Stored records:

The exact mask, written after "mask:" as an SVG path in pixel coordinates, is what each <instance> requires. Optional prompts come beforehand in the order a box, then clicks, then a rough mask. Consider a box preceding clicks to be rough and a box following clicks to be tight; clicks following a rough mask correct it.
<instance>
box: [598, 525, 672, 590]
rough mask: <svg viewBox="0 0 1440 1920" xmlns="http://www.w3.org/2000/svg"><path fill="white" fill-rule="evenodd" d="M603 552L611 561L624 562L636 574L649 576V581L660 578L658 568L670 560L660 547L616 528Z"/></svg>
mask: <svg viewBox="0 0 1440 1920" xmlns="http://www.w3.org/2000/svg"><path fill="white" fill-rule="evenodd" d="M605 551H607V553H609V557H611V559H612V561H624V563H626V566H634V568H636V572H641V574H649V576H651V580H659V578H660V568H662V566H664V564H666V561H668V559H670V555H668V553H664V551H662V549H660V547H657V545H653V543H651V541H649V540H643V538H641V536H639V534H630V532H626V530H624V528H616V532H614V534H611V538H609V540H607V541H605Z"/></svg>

_DIRECTIONS FOR THIS TASK_
Please rewrite all the records with every "rough mask" swapped for "coarse mask" and nothing else altered.

_EXPECTED ANSWER_
The exact mask, written after "mask:" as an SVG path in pixel coordinates, is what each <instance> requires. Optional prompts come beforehand in the order a box, then clicks, then a coarse mask. Consider a box preceding clicks to be rough and a box following clicks to be tight; clicks following a coarse mask correct it.
<instance>
box: [598, 525, 672, 590]
coarse mask: <svg viewBox="0 0 1440 1920" xmlns="http://www.w3.org/2000/svg"><path fill="white" fill-rule="evenodd" d="M603 552L611 561L624 562L636 574L649 576V581L660 578L658 568L670 560L660 547L616 528Z"/></svg>
mask: <svg viewBox="0 0 1440 1920" xmlns="http://www.w3.org/2000/svg"><path fill="white" fill-rule="evenodd" d="M605 551H607V553H609V557H611V559H612V561H624V563H626V566H634V568H636V572H641V574H649V576H651V580H659V578H660V568H662V566H664V564H666V561H668V559H670V555H668V553H664V551H662V549H660V547H657V545H653V543H651V541H649V540H643V538H641V536H639V534H630V532H626V530H624V528H616V532H614V534H611V538H609V540H607V541H605Z"/></svg>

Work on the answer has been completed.